▶ **Required work**:
The reply should return the data in full, exactly as written.

Start of The input

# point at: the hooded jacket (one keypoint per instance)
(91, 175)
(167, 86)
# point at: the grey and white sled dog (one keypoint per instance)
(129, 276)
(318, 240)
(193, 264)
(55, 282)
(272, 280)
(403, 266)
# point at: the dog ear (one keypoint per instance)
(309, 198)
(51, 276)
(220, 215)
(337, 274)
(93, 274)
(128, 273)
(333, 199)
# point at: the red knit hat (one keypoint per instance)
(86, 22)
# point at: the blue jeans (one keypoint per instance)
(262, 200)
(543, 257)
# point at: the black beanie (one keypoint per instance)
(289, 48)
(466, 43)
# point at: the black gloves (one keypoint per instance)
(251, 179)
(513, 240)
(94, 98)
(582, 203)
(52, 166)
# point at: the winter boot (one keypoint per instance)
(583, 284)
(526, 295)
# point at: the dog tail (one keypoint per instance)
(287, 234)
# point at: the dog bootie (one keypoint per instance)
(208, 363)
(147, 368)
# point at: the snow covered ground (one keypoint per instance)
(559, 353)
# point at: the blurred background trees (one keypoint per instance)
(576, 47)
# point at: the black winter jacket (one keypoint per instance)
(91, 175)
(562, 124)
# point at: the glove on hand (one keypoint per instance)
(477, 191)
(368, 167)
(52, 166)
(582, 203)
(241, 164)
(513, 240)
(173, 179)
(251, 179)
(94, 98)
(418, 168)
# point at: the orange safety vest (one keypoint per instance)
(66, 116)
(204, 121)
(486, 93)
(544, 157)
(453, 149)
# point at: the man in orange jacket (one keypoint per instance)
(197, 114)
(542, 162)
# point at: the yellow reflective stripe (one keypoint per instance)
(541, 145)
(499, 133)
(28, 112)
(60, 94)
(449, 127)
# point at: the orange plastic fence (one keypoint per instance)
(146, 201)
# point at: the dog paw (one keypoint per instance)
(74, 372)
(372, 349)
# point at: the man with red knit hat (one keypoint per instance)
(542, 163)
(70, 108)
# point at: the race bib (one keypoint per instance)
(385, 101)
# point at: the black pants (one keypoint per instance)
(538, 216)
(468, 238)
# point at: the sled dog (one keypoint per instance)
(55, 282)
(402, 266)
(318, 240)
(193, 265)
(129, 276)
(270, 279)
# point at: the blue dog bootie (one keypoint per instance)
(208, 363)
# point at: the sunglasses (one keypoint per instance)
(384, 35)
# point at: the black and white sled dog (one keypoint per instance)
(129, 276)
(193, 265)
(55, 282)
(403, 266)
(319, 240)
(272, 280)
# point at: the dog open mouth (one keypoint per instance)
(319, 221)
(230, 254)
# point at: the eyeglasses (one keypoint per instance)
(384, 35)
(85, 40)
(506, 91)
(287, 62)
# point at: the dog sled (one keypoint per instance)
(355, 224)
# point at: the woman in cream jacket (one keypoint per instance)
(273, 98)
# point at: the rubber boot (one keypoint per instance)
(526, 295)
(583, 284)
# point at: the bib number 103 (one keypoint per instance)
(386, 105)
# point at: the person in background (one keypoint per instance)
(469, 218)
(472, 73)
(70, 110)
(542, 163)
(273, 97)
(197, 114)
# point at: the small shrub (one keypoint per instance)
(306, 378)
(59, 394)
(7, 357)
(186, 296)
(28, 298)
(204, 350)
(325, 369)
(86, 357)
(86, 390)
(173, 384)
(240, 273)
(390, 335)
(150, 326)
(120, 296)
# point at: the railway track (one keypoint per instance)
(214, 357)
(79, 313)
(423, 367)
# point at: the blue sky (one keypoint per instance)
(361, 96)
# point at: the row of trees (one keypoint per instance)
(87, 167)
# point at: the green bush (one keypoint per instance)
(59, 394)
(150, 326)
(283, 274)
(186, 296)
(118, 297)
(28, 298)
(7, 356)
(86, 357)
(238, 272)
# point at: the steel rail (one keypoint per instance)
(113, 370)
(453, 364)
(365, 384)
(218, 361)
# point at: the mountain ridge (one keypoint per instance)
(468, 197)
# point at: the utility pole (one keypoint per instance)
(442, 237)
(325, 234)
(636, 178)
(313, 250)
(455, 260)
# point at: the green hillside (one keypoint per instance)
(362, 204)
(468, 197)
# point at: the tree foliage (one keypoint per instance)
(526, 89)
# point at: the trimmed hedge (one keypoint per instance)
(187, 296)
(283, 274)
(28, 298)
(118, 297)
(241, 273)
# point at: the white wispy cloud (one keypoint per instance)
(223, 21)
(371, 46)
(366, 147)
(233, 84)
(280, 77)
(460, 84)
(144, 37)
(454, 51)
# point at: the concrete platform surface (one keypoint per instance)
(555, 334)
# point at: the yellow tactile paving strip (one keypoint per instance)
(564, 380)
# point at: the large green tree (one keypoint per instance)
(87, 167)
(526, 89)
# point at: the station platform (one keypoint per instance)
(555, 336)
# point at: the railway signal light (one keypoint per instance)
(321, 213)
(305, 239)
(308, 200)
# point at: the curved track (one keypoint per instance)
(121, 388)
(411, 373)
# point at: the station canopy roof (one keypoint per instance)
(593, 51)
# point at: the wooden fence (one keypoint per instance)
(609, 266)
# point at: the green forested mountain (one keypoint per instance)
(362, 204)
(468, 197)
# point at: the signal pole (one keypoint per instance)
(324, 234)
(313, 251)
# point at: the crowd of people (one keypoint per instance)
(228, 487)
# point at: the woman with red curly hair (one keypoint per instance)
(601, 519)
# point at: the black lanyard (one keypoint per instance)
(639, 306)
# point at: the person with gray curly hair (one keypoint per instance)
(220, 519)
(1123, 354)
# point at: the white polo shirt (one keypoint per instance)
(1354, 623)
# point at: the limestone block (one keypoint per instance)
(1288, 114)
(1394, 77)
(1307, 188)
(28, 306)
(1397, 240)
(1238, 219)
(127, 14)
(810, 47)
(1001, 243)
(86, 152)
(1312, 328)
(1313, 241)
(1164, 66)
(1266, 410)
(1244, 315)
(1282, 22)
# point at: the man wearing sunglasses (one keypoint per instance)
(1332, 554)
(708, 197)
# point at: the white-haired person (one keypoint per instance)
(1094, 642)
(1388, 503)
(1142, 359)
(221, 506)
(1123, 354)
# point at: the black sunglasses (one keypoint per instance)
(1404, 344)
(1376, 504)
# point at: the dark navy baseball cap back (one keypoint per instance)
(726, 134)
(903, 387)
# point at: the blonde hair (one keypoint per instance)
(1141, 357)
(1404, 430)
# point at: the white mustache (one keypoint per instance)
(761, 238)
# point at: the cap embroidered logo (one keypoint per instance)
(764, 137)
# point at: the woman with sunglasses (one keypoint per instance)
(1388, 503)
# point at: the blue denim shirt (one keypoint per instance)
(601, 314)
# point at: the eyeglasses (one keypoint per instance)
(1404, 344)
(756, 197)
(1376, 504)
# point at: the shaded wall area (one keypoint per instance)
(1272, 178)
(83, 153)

End of The input

▶ **Answer area**:
# point at: the hooded jacket (one keypoint per instance)
(91, 175)
(167, 86)
# point at: the grey and white sled dog (one keypoint per instance)
(129, 276)
(318, 240)
(193, 264)
(55, 282)
(272, 280)
(403, 266)
# point at: the dog ear (one keypoint per instance)
(309, 198)
(51, 276)
(220, 215)
(337, 274)
(93, 274)
(128, 273)
(333, 199)
# point at: the red knit hat (one keypoint per instance)
(86, 22)
# point at: the blue jeans (one keypoint per instance)
(262, 200)
(543, 257)
# point at: the black beanie (one keypoint per instance)
(289, 48)
(466, 43)
# point at: the black gloves (one keypoint per instance)
(251, 179)
(513, 240)
(94, 98)
(582, 203)
(52, 166)
# point at: the winter boot (one keypoint per instance)
(583, 284)
(526, 295)
# point at: the dog tail (one keypoint per instance)
(287, 234)
# point at: the dog bootie (one keypoint per instance)
(208, 363)
(147, 368)
# point at: the snow covered ground (one keypoint per instance)
(559, 353)
# point at: the blurred background trees (one keypoint per instance)
(576, 47)
# point at: the black winter jacket (one keypoint per instance)
(91, 175)
(562, 124)
# point at: the glove on hand (one keypoint per instance)
(477, 191)
(368, 167)
(52, 166)
(582, 203)
(241, 164)
(513, 240)
(173, 179)
(251, 179)
(94, 98)
(418, 168)
# point at: the orange safety vest (one keypoint per instance)
(66, 116)
(204, 121)
(486, 93)
(544, 157)
(453, 149)
# point at: the man in orange jacket (one keypoint per instance)
(197, 114)
(542, 162)
# point at: the yellow reflective stripe (one keypoint per instance)
(541, 145)
(499, 133)
(28, 112)
(60, 94)
(449, 127)
# point at: the orange plastic fence (one keypoint per instance)
(146, 201)
# point at: the dog paw (one keypoint per instance)
(74, 372)
(372, 349)
# point at: the man with red knit hat (one keypoint per instance)
(542, 163)
(70, 108)
# point at: the race bib (one keypoint per instance)
(385, 101)
# point at: the black pants (one keypoint per instance)
(538, 216)
(468, 238)
# point at: the sled dog (one keypoint per instance)
(55, 282)
(402, 266)
(318, 240)
(193, 265)
(129, 276)
(270, 279)
# point at: the blue dog bootie (one keypoint per instance)
(208, 363)
# point at: the sunglasses (one keypoint per instance)
(384, 35)
# point at: the black and white sled dog (one keypoint per instance)
(129, 276)
(193, 265)
(55, 282)
(403, 266)
(319, 240)
(272, 280)
# point at: the dog open mouth (one keypoint per instance)
(319, 221)
(230, 254)
# point at: the eyeglasses (one keypoint per instance)
(384, 35)
(85, 40)
(506, 91)
(287, 62)
# point at: the dog sled (one keypoint per instance)
(355, 224)
# point at: the woman in cream jacket (one keypoint per instance)
(273, 98)
# point at: the rubber boot (one keypoint per instance)
(526, 295)
(583, 284)
# point at: the bib number 103 (one keypoint per instance)
(386, 105)
# point at: the person in background (one keypoint per instance)
(469, 218)
(472, 73)
(70, 110)
(542, 163)
(273, 97)
(197, 114)
# point at: the small shrub (one keypoint per instance)
(306, 378)
(59, 394)
(7, 357)
(186, 296)
(28, 298)
(204, 350)
(325, 369)
(86, 357)
(86, 390)
(173, 384)
(240, 273)
(390, 335)
(150, 326)
(120, 296)
# point at: the railway track (one keypoint per instance)
(214, 357)
(79, 313)
(423, 367)
# point at: the blue sky (one keypoint per instance)
(361, 96)
# point at: the row of trees (one keypoint per instance)
(87, 167)
# point at: the green bush (one keypoint per instance)
(59, 394)
(150, 326)
(283, 274)
(186, 296)
(118, 297)
(28, 298)
(7, 356)
(86, 357)
(238, 272)
# point at: the steel rail (one keypoint per instance)
(113, 370)
(453, 364)
(365, 384)
(218, 361)
# point at: the mountain ridge (one keypoint per instance)
(468, 197)
# point at: the utility pole (one keypoint per instance)
(442, 237)
(325, 234)
(636, 178)
(313, 250)
(455, 260)
# point at: the green hillside (one keypoint per instance)
(362, 204)
(468, 197)
# point at: the tree foliage (one keypoint per instance)
(526, 89)
# point at: the trimmed hedge (one keypoint per instance)
(187, 296)
(283, 274)
(28, 298)
(118, 297)
(241, 273)
# point at: the white wispy cloud (one keypoint per instance)
(223, 21)
(371, 46)
(366, 147)
(233, 84)
(280, 77)
(460, 84)
(144, 37)
(454, 51)
# point at: the concrete platform surface (one keypoint per instance)
(555, 334)
# point at: the yellow tactile paving strip (one keypoint per instance)
(564, 380)
# point at: the large green tree (one keypoint per instance)
(87, 167)
(526, 89)
# point at: the station platform (one keypoint per instance)
(555, 336)
# point at: the railway signal light (one keypoint per instance)
(321, 213)
(305, 239)
(308, 200)
# point at: the curved track (one keypoint per instance)
(121, 388)
(411, 373)
# point at: the station canopy roof (one keypoint per instance)
(593, 51)
# point at: the wooden fence (one keypoint per instance)
(609, 266)
# point at: the green forested mountain (one keypoint per instance)
(362, 204)
(468, 197)
# point at: the signal pole (one keypoint per instance)
(324, 234)
(313, 251)
# point at: the crowd of people (one keypoint per instance)
(228, 487)
# point at: the woman with red curly hair (one keypoint per instance)
(601, 519)
# point at: the black lanyard (one keypoint per instance)
(639, 306)
# point at: the person with gray curly hair (one keypoint per instance)
(220, 519)
(1123, 354)
# point at: the white polo shirt (one keypoint per instance)
(1354, 623)
# point at: the limestone block (one keypoint per instance)
(1288, 114)
(1394, 77)
(1307, 188)
(28, 306)
(1397, 240)
(1238, 219)
(127, 14)
(810, 47)
(1001, 243)
(86, 152)
(1312, 328)
(1313, 241)
(1164, 66)
(1266, 410)
(1244, 315)
(1282, 22)
# point at: the man wearing sunglasses (one keypoint per instance)
(1332, 554)
(708, 197)
# point at: the white-haired person (one keypoint per instance)
(1094, 642)
(1388, 503)
(1142, 359)
(221, 506)
(1123, 354)
# point at: the black sunglasses (one keypoint per instance)
(1404, 344)
(1376, 504)
# point at: the dark navy baseball cap back (one keypoint per instance)
(726, 134)
(903, 387)
# point at: the blonde hair (one keypoint per instance)
(1141, 357)
(1404, 430)
# point at: the white mustache (one keypoint per instance)
(761, 238)
# point at: the cap embroidered logo (one keypoint per instance)
(764, 137)
# point at: the woman with sunglasses (one keypoint per instance)
(1388, 503)
# point at: the blue denim shirt (one keypoint per instance)
(601, 314)
# point at: the eyeglasses (one keypoint per instance)
(1404, 344)
(756, 197)
(1376, 504)
# point at: the shaded wall area (one keypoint per instance)
(1272, 178)
(83, 153)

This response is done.